## [ЗАДАНИЯ]
• a. Объясните по отрывку о пограничных заставах, почему застава «Николаевка» названа одной из самых сложных в СССР.
• b. Приведите дословно фрагмент отрывка о пограничных заставах, начиная с «И вот мы едем» и заканчивая «Памир!!! Не помогает.».

## [ИСХОДНЫЙ ОТРЫВОК]
Даже беглый осмотр привел меня к выводу, что подтвердился в будущем. Начальник заставы управляет людьми с трудом, но будучи человеком добросовестным, очень переживает неудачам и старается чего-то добиться. Только вряд ли у него что получится, если не дано работать с людьми, то не дано. Это качество врожденное. Однако даже беглый взгляд на служебную документацию говорил, что парень прекрасно знает это дело и любит его, «штабист» получится прекрасный. Только вот сможет ли старший лейтенант дождаться момента, когда окажется в штабе? В отряде, как я успел заметить, в штаб можно попасть только майором, состарившись на заставе. Парень может и не выжить!
Трудно сказать, как бы случилось дальше, если бы через немногим более, чем полтора месяца, не закрутились крутые события, что изменили нашу жизнь, причем кому как. Офицеру Алексею Шишкову в итоге в лучшую сторону, и слава Богу!
И вот мы едем обратно. Перед моими глазами мелькают столбы сигнализационного комплекса «С-175» - слева и такие же столбы оградзабора, бывшего ранее тоже сигнализационным комплексом «С-100». Лента КСП, дорога и степь, унылая и скучная. Боже, неужели еще месяц назад я наблюдал свою родную «Аксу», а вокруг были горы в снегу? Из души они не ушли, а чувство, что мне до них не дотянуться, ворошит тоску еще больше. Господи, помоги! Как же я хочу на Памир!!! Не помогает.
Фланг левый.
Назавтра мы с комендантом, где-то после обеда. Посетили заставу «Николаевка». Это бесспорно, юыла одна из самых сложных застав в СССР. Дело в том, что в центре участка находилась одноименная деревня, которая находилась прямо на линии границы! Сигнализационный комплекс шел прямо по краю огородов местных жителей, а за ним же было зауженное КСП, потом узенькая дорога, опять же узенькая полоска КСП и «первая линия» сигнализационного комплекса, за которой сразу была речка Алкабек и Китай. К тому же отсюда начинался «острый оспариваемый участок», на который претендовали как наши, так и китайцы. Дело там вообще запутанное, и хотя с течением времени я в этом разобрался, но утомлять этими описаниями не буду. Просто скажу, что одна из пограничных вышек, на которой все светлое время суток служил пограничный наряд, находилась прямо-таки в огороде местных жителей. Фамилия их была Манчиновы, а эта вышка в жизни семьи сыграла важнейшую роль; две дочери хозяев вышли за муж за пограничников и по сей день служа с мужьями, счастливо проживают в браке. Далее, сразу за деревней, «второй линии» системы не было, а шла только одна, уводя вверх, уже в горы в сторону заставы «Александровка», нашей самой левой.

## [ЗАПИСИ ДАННЫХ]
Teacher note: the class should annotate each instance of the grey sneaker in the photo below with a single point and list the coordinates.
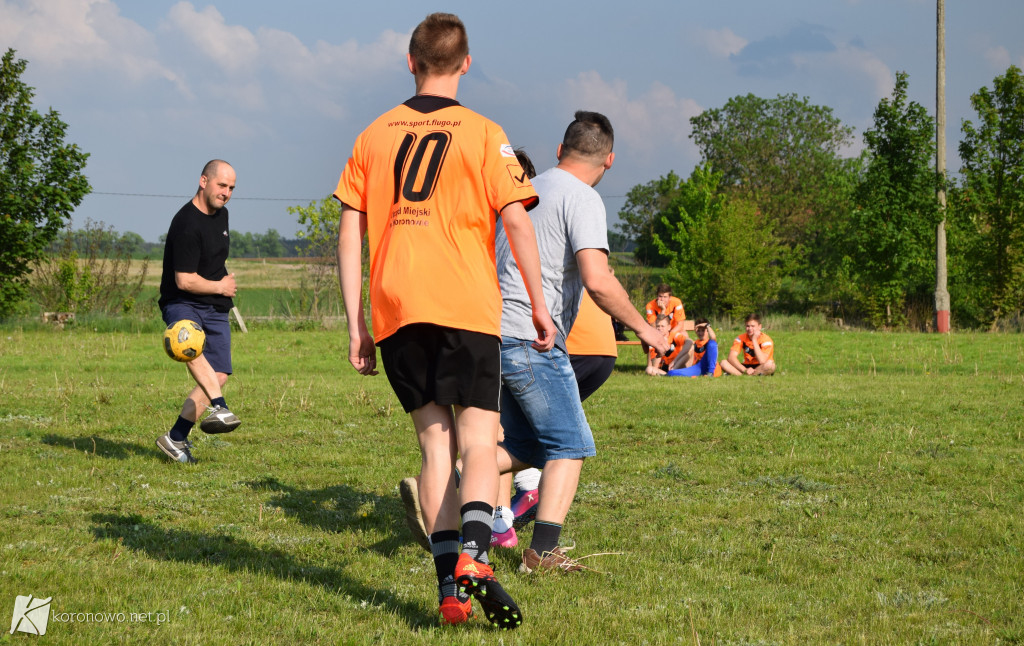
(414, 514)
(220, 420)
(178, 451)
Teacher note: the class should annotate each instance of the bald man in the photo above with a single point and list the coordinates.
(196, 286)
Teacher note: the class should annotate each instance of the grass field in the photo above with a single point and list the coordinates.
(870, 492)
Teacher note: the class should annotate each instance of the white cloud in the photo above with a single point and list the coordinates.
(231, 48)
(646, 124)
(854, 63)
(722, 43)
(82, 35)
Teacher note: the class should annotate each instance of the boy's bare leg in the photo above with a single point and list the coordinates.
(435, 430)
(558, 485)
(477, 432)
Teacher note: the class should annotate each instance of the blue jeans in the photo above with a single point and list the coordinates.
(541, 412)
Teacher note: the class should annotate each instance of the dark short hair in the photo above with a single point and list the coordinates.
(212, 167)
(525, 162)
(590, 135)
(439, 44)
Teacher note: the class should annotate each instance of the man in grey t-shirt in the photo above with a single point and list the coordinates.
(543, 419)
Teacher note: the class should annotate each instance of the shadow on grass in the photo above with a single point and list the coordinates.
(137, 533)
(98, 446)
(340, 508)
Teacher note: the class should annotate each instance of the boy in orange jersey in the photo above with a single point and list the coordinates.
(423, 181)
(667, 304)
(758, 349)
(679, 347)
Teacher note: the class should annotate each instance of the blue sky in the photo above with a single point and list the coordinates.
(153, 89)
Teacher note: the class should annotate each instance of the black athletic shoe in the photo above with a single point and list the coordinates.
(478, 579)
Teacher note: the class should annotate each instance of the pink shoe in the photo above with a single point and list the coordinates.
(505, 540)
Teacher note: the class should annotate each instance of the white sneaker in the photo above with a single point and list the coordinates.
(220, 420)
(178, 451)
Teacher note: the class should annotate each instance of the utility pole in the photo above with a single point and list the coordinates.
(941, 293)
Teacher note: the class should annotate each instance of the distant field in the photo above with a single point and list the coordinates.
(870, 492)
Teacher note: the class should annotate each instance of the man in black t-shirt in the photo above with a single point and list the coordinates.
(196, 286)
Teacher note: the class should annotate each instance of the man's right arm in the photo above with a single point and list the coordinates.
(195, 284)
(612, 299)
(351, 229)
(522, 243)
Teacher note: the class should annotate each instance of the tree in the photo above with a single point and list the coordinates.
(642, 216)
(269, 245)
(781, 154)
(321, 244)
(41, 180)
(992, 156)
(891, 233)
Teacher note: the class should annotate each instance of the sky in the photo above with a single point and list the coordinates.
(154, 89)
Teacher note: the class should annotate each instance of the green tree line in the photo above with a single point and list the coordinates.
(777, 217)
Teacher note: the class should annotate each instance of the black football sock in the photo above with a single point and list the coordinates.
(179, 432)
(477, 521)
(545, 536)
(444, 548)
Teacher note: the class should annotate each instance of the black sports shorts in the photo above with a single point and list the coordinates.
(450, 367)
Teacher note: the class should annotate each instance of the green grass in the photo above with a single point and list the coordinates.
(870, 492)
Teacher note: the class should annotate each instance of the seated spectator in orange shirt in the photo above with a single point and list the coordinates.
(679, 347)
(758, 349)
(704, 356)
(668, 305)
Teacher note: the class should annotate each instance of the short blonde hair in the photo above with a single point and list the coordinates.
(439, 44)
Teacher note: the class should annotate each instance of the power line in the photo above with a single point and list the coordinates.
(148, 195)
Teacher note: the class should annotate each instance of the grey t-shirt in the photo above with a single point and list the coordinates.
(569, 217)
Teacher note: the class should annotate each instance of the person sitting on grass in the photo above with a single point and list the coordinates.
(668, 305)
(679, 348)
(758, 349)
(704, 356)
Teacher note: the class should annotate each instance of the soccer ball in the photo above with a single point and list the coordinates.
(184, 340)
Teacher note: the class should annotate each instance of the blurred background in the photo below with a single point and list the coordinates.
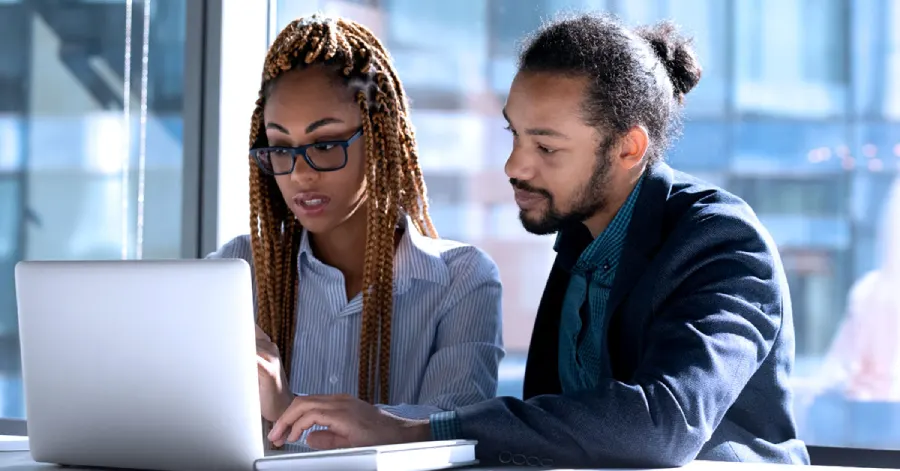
(123, 131)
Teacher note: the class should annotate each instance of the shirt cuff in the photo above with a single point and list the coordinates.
(445, 426)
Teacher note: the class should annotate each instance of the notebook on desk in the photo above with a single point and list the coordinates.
(421, 456)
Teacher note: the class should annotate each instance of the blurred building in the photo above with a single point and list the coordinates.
(798, 112)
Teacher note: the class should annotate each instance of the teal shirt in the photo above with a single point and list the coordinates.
(582, 331)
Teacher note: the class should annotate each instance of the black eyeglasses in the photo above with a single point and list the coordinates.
(325, 156)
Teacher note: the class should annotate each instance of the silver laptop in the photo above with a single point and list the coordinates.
(140, 364)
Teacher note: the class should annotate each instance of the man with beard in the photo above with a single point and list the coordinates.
(665, 331)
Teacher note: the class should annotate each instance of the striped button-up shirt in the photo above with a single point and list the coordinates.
(446, 335)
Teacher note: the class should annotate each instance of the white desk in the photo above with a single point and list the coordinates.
(21, 461)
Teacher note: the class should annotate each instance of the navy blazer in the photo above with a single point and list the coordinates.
(700, 340)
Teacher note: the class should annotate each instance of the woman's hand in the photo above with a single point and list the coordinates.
(350, 421)
(274, 392)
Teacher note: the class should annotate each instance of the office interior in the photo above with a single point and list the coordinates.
(123, 135)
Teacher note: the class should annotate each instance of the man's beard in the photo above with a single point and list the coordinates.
(590, 199)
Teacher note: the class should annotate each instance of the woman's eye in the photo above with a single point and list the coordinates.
(323, 147)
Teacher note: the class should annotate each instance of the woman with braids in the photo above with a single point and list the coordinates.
(355, 293)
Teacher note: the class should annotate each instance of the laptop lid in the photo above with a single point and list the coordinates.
(140, 364)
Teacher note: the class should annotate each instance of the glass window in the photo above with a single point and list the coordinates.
(80, 178)
(791, 57)
(773, 120)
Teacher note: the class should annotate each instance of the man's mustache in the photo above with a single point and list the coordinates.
(520, 185)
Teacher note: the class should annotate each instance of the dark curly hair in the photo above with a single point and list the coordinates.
(637, 76)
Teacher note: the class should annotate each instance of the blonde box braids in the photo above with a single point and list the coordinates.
(395, 189)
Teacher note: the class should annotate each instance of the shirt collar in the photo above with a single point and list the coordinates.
(417, 257)
(578, 250)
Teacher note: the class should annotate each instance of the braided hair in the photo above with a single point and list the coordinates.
(395, 188)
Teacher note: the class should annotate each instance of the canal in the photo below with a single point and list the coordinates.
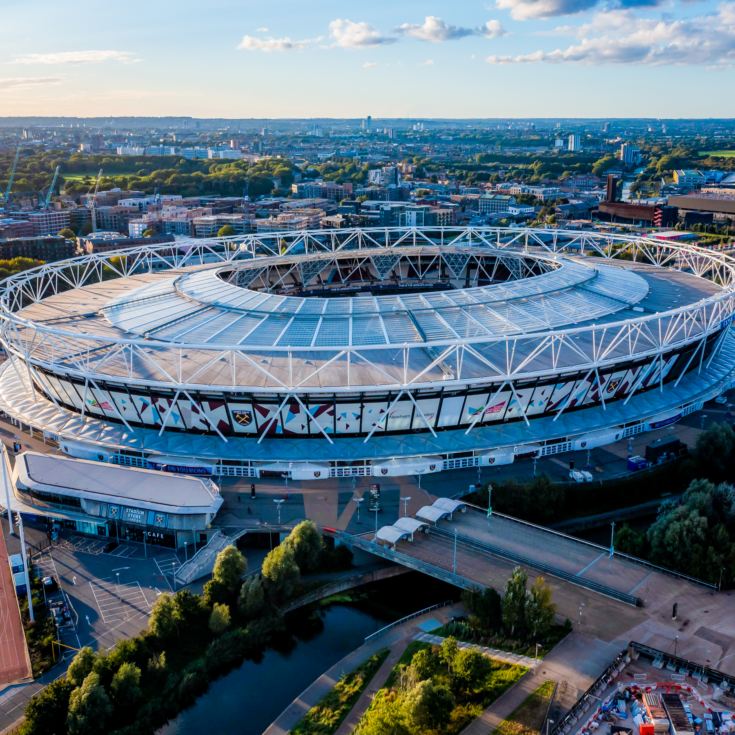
(248, 699)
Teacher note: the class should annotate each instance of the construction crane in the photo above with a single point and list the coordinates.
(9, 187)
(49, 193)
(94, 201)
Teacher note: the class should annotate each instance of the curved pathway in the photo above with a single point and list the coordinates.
(396, 639)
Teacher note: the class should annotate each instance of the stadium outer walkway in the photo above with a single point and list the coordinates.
(15, 663)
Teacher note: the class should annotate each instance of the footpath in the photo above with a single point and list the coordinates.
(561, 665)
(395, 639)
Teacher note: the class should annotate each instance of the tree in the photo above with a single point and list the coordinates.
(280, 573)
(485, 608)
(251, 602)
(514, 604)
(448, 652)
(229, 568)
(46, 712)
(428, 706)
(630, 541)
(81, 665)
(125, 687)
(470, 670)
(226, 231)
(165, 618)
(715, 453)
(306, 543)
(385, 716)
(226, 576)
(89, 708)
(696, 534)
(423, 665)
(540, 610)
(219, 619)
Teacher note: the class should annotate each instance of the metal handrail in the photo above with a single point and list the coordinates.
(404, 619)
(599, 547)
(575, 579)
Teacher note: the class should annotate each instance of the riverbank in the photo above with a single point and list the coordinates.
(396, 639)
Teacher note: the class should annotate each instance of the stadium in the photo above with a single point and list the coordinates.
(370, 352)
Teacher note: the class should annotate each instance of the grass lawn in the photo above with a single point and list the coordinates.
(326, 717)
(528, 718)
(467, 704)
(463, 631)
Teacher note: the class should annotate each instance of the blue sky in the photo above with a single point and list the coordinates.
(388, 58)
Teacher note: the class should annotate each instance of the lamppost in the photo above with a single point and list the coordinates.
(358, 502)
(612, 539)
(29, 592)
(279, 502)
(454, 556)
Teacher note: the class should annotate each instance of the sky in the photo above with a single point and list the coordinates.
(385, 58)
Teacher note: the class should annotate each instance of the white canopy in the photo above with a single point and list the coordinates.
(391, 534)
(409, 524)
(431, 514)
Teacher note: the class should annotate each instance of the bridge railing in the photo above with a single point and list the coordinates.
(406, 618)
(517, 558)
(592, 544)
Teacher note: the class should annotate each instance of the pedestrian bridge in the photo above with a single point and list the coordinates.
(467, 549)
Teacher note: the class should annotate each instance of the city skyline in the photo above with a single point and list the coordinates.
(506, 58)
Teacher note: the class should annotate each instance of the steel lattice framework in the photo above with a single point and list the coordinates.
(289, 374)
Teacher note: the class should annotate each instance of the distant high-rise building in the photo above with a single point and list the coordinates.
(611, 190)
(628, 154)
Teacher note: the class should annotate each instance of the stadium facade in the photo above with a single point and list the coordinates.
(364, 352)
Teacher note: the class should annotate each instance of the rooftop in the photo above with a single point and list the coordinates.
(150, 489)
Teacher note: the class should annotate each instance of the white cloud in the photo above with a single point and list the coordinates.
(352, 34)
(269, 45)
(619, 37)
(436, 30)
(527, 9)
(492, 29)
(7, 83)
(78, 57)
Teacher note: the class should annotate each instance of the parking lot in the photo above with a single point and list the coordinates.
(119, 601)
(59, 606)
(109, 588)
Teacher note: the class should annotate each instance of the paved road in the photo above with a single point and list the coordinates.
(705, 625)
(15, 664)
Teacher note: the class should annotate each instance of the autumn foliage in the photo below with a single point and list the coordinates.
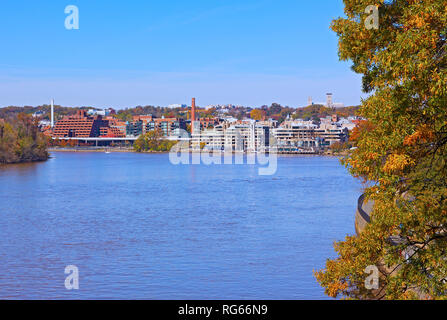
(401, 151)
(21, 141)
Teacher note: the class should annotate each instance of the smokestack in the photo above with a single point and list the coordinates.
(52, 113)
(193, 114)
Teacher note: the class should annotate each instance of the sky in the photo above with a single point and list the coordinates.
(153, 52)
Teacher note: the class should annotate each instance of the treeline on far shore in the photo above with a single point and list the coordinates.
(21, 140)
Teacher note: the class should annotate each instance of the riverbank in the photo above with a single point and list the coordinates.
(327, 153)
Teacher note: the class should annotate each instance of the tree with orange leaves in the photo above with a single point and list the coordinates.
(401, 151)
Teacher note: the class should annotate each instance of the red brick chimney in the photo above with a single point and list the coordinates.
(193, 113)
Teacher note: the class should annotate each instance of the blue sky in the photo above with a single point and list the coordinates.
(140, 52)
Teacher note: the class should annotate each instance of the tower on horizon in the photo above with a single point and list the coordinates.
(193, 113)
(329, 100)
(52, 113)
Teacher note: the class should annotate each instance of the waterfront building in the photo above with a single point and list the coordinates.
(79, 125)
(146, 123)
(235, 137)
(305, 134)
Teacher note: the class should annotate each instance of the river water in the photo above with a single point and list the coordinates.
(138, 227)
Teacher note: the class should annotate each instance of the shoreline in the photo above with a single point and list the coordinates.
(122, 150)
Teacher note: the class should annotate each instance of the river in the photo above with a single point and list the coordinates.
(138, 227)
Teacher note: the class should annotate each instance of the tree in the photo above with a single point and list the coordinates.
(21, 141)
(401, 153)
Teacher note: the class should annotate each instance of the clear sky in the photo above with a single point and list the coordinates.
(141, 52)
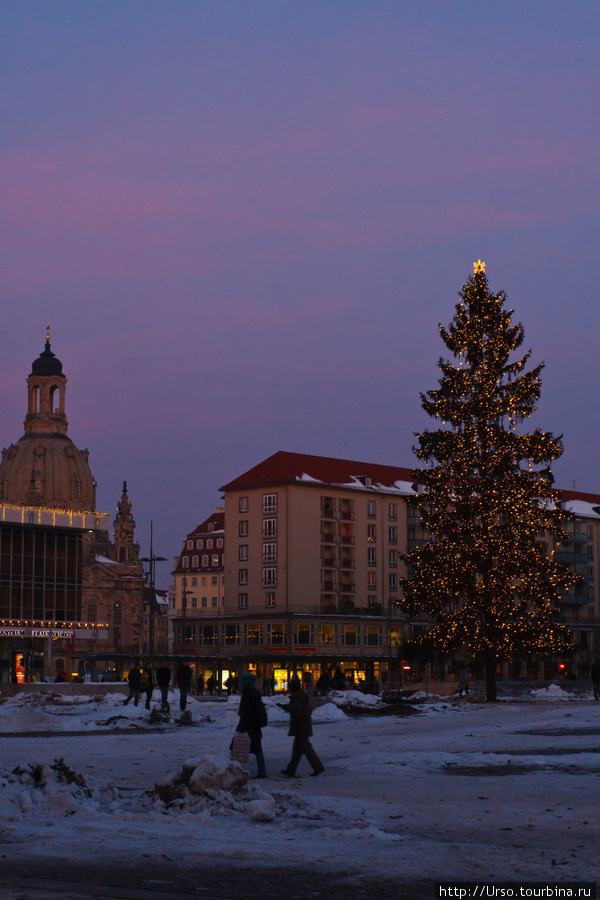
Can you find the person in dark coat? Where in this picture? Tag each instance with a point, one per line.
(300, 712)
(253, 717)
(134, 678)
(163, 680)
(184, 680)
(596, 680)
(149, 680)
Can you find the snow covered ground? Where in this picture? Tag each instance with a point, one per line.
(459, 790)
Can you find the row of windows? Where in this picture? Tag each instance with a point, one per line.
(200, 544)
(204, 580)
(215, 560)
(269, 576)
(214, 602)
(269, 600)
(269, 552)
(275, 634)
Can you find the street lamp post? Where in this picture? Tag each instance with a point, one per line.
(151, 560)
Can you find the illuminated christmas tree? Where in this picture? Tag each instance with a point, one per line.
(486, 576)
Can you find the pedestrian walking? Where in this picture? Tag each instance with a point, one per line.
(184, 680)
(253, 718)
(134, 678)
(163, 679)
(300, 711)
(596, 680)
(149, 682)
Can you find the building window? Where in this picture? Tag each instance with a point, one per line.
(304, 634)
(350, 635)
(372, 635)
(231, 635)
(276, 634)
(328, 635)
(269, 527)
(269, 577)
(253, 634)
(207, 635)
(269, 504)
(269, 552)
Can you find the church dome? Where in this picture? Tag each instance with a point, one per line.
(47, 363)
(45, 468)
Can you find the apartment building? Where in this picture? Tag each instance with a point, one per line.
(198, 594)
(311, 577)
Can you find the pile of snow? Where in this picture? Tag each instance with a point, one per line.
(37, 790)
(355, 699)
(552, 692)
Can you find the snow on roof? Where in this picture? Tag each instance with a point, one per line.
(584, 509)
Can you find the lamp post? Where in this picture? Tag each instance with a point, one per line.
(151, 560)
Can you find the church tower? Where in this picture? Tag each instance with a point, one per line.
(124, 548)
(45, 468)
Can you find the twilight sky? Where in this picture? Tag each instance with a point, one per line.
(244, 220)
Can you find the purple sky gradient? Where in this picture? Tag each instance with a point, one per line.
(244, 220)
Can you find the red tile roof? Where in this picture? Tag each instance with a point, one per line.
(289, 468)
(292, 468)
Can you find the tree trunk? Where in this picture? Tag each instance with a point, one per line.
(490, 678)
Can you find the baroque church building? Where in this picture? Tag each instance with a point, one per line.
(71, 600)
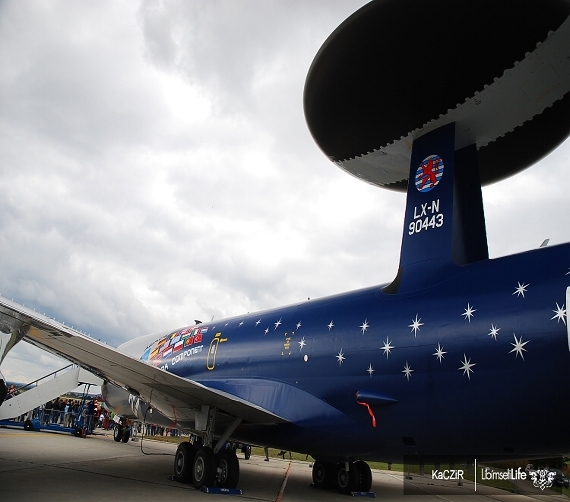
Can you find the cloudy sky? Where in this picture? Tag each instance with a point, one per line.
(155, 168)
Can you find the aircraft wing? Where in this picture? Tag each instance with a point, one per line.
(174, 396)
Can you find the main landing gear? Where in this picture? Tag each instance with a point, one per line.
(204, 468)
(346, 477)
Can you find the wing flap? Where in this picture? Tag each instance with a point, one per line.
(177, 398)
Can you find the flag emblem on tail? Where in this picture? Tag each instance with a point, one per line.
(429, 173)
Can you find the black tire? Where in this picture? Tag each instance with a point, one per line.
(346, 481)
(323, 473)
(117, 433)
(228, 469)
(184, 462)
(364, 473)
(204, 468)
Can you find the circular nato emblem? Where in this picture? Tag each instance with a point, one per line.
(429, 173)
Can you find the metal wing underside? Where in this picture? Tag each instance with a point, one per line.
(175, 397)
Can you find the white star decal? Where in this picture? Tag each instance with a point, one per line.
(559, 313)
(387, 347)
(467, 365)
(469, 312)
(518, 347)
(416, 325)
(407, 371)
(520, 290)
(439, 352)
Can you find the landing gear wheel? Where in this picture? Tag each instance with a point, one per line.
(204, 470)
(323, 473)
(117, 433)
(364, 476)
(183, 462)
(228, 469)
(346, 481)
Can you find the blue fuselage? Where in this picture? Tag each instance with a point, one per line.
(476, 364)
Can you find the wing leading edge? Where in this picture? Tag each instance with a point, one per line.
(177, 398)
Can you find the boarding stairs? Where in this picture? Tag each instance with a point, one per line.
(45, 389)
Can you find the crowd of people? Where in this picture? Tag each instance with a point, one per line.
(88, 415)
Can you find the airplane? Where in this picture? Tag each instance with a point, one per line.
(460, 356)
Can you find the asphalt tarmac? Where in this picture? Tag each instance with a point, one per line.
(43, 466)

## [ОТВЕТЫ]
• a. В центре участка заставы находилась одноименная деревня, стоявшая прямо на линии границы: сигнализационный комплекс шел по краю огородов местных жителей, а сразу за «первой линией» были речка Алкабек и Китай. К тому же отсюда начинался «острый оспариваемый участок», на который претендовали и наши, и китайцы.

• b.
И вот мы едем обратно. Перед моими глазами мелькают столбы сигнализационного комплекса «С-175» - слева и такие же столбы оградзабора, бывшего ранее тоже сигнализационным комплексом «С-100». Лента КСП, дорога и степь, унылая и скучная. Боже, неужели еще месяц назад я наблюдал свою родную «Аксу», а вокруг были горы в снегу? Из души они не ушли, а чувство, что мне до них не дотянуться, ворошит тоску еще больше. Господи, помоги! Как же я хочу на Памир!!! Не помогает.